— Task statement —
Copy the following lines word for word, leaving out the pictures.

— Extracted data —
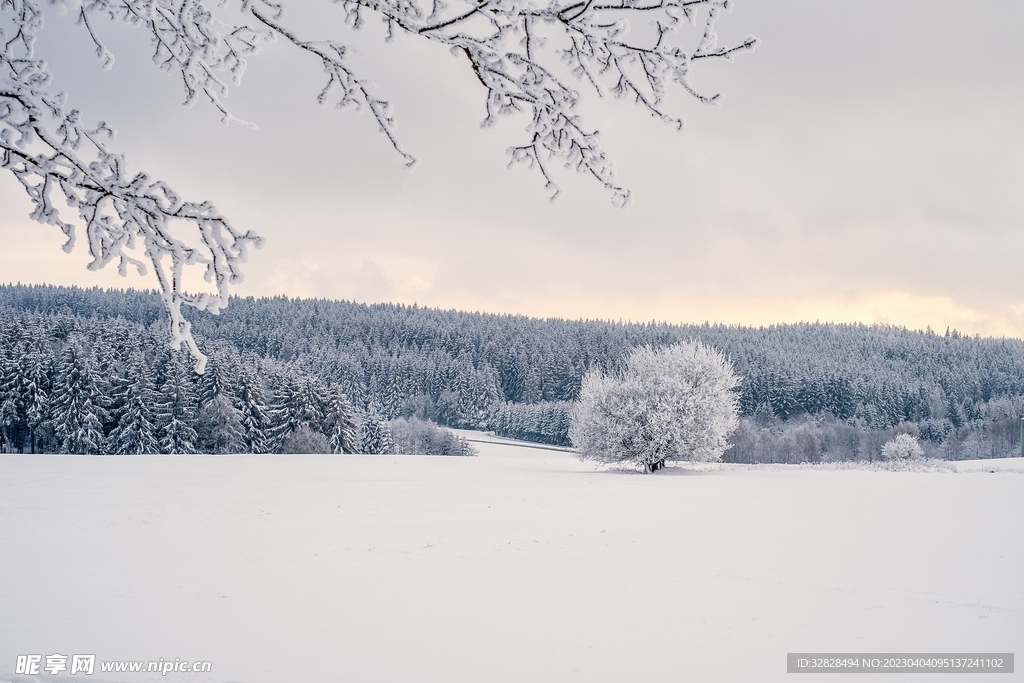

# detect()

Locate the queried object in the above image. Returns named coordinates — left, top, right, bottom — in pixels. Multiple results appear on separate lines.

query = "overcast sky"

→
left=0, top=0, right=1024, bottom=337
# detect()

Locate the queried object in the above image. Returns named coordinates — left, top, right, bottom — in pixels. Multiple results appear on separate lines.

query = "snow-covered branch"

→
left=0, top=0, right=757, bottom=372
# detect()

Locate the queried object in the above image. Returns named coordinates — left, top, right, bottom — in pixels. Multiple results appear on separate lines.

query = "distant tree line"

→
left=0, top=286, right=1024, bottom=458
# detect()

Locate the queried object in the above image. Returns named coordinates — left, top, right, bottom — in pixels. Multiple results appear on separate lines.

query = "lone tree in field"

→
left=0, top=0, right=757, bottom=373
left=569, top=341, right=739, bottom=472
left=882, top=434, right=925, bottom=462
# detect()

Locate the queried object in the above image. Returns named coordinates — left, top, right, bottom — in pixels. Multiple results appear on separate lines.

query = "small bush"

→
left=882, top=434, right=925, bottom=462
left=388, top=418, right=476, bottom=456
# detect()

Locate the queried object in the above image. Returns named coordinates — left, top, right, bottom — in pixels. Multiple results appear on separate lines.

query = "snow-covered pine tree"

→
left=196, top=394, right=245, bottom=454
left=50, top=334, right=105, bottom=455
left=359, top=404, right=394, bottom=455
left=324, top=384, right=359, bottom=453
left=271, top=366, right=328, bottom=452
left=22, top=343, right=52, bottom=453
left=569, top=342, right=738, bottom=472
left=236, top=366, right=271, bottom=454
left=155, top=351, right=199, bottom=455
left=106, top=351, right=160, bottom=455
left=198, top=343, right=241, bottom=408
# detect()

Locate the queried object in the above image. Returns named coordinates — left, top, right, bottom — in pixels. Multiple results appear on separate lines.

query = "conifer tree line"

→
left=6, top=286, right=1024, bottom=462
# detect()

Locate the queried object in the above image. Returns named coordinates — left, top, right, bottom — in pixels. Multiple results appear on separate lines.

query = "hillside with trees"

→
left=0, top=286, right=1024, bottom=462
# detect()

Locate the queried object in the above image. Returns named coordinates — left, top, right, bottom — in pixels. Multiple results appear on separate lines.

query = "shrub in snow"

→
left=281, top=425, right=331, bottom=454
left=882, top=434, right=925, bottom=462
left=388, top=418, right=476, bottom=456
left=569, top=342, right=739, bottom=472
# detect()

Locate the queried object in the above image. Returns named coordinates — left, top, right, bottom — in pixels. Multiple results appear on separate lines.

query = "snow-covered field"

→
left=0, top=443, right=1024, bottom=683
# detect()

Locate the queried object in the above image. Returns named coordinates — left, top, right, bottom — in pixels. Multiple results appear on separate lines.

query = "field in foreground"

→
left=0, top=443, right=1024, bottom=683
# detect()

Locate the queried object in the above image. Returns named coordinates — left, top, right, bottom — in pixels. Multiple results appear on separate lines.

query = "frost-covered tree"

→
left=50, top=337, right=105, bottom=455
left=569, top=342, right=739, bottom=472
left=196, top=394, right=245, bottom=454
left=359, top=405, right=394, bottom=455
left=236, top=366, right=270, bottom=454
left=324, top=384, right=359, bottom=453
left=281, top=425, right=331, bottom=455
left=882, top=434, right=925, bottom=462
left=155, top=351, right=199, bottom=455
left=106, top=352, right=160, bottom=455
left=0, top=0, right=757, bottom=373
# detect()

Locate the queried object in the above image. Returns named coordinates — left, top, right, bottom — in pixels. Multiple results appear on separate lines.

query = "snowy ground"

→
left=0, top=443, right=1024, bottom=683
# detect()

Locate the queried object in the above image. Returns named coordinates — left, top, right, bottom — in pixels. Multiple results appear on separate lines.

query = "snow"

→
left=0, top=435, right=1024, bottom=683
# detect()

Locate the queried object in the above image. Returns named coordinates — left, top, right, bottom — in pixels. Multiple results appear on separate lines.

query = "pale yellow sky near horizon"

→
left=0, top=0, right=1024, bottom=338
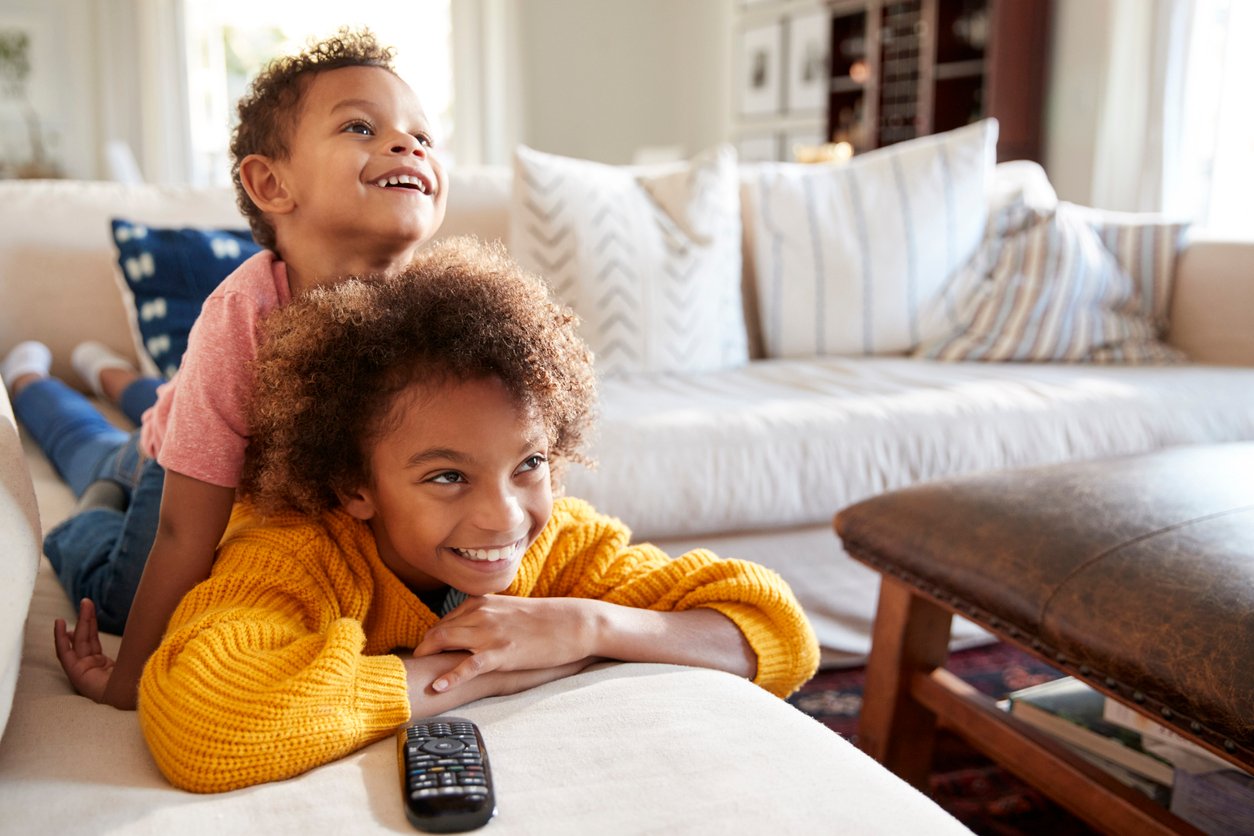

— Result —
# detect()

Locate the queried object in the above image. Returns named coordinates — left, top, right, bottom — in pixels. Multiple results appear on separate lines.

query = "overcast sky"

→
left=0, top=0, right=1024, bottom=337
# detect()

Locate the queried object in the above image. Returns named coordinates — left, top, right, bottom — in pixels. Multiple results appear on separate lines.

query = "snow-covered branch"

→
left=0, top=0, right=757, bottom=372
# detect()

Locate the queried object in the above image. Returns named coordinates — left, top, right, bottom — in pixels. Multiple results appear on separate lines.

query = "distant tree line"

→
left=0, top=286, right=1024, bottom=458
# detect()

Locate the queried object in the above image. Returns named coordinates — left, top, right, bottom — in pixels. Multiple results appear on separate lines.

query = "lone tree in field"

→
left=0, top=0, right=757, bottom=373
left=569, top=341, right=739, bottom=472
left=882, top=434, right=925, bottom=462
# detect()

Locate the queried object in the above image. Returns named coordinates — left, top, right, bottom — in pixels. Multiple results appear on separate lines.

query = "small bush"

→
left=882, top=434, right=925, bottom=462
left=388, top=418, right=476, bottom=456
# detect()

Locate the queried object in the above image. Returns named coordinates — left, top, right, bottom — in pixels. Multiple results appear on separate lines.

query = "snow-covered pine tree"

→
left=196, top=394, right=245, bottom=454
left=50, top=334, right=105, bottom=455
left=359, top=404, right=394, bottom=455
left=324, top=384, right=359, bottom=453
left=271, top=366, right=328, bottom=452
left=22, top=343, right=52, bottom=453
left=569, top=342, right=738, bottom=472
left=236, top=366, right=271, bottom=454
left=155, top=351, right=199, bottom=455
left=106, top=351, right=160, bottom=455
left=198, top=343, right=241, bottom=408
# detect()

Locate the queried object in the above image. Returns named coordinates — left, top, right, bottom — in pixels. Multiple results appear on separate lines.

query = "conifer tree line"

→
left=6, top=286, right=1024, bottom=462
# detect()

Locate the queried object in the above image. Returns named coordinates — left, top, right, bottom — in pixels. Multiple results appear on separate lines.

query = "hillside with trees"

→
left=0, top=286, right=1024, bottom=462
# detect()

Locate the queried object in the above image. Returns named coordinates — left, top, right, bottom — in pixels. Multiple results appear on separate lines.

query = "shrub in snow"

→
left=281, top=425, right=331, bottom=454
left=882, top=434, right=925, bottom=462
left=388, top=418, right=476, bottom=456
left=569, top=342, right=739, bottom=472
# detect()

Locate the queried object in the above image. Returns named coordinates — left, top, right, bottom — in pixels. Multiple results appear on separate lines.

query = "snow-covered field"

→
left=0, top=443, right=1024, bottom=683
# detect()

Locate the queried object in the above image. Returns named coordinates — left, top, right, bottom — in pixels. Multiple results appear on separate lines.

query = "field in foreground"

→
left=0, top=443, right=1024, bottom=683
# detect()

Locate the queried object in the above image. Returns named coordinates — left, top, right, bottom — in pixels. Multiple results appear on separate lines.

query = "frost-covered tree"

→
left=50, top=337, right=105, bottom=455
left=569, top=342, right=739, bottom=472
left=196, top=394, right=245, bottom=454
left=359, top=405, right=394, bottom=455
left=236, top=366, right=270, bottom=454
left=324, top=384, right=359, bottom=453
left=281, top=425, right=331, bottom=455
left=882, top=434, right=925, bottom=462
left=155, top=351, right=199, bottom=455
left=106, top=352, right=160, bottom=455
left=0, top=0, right=757, bottom=373
# detect()

Locate the queried object in the above image. Returns named coordinates — left, top, right, bottom — in pixels. Multiple results appear on separate lines.

query = "snowy ground"

→
left=0, top=443, right=1024, bottom=683
# detect()

Locate the queried object in the above image. Returns named coordinates — left, top, right, bottom — in pixels. Multiple results appear on separate lines.

query = "snow"

→
left=0, top=435, right=1024, bottom=683
# detect()

Locate the queried object in the above image. Returns named coordinates — left, top, right, bottom — in pixels. Multiple results appear on separate lines.

query = "pale yellow sky near horizon"

→
left=0, top=0, right=1024, bottom=338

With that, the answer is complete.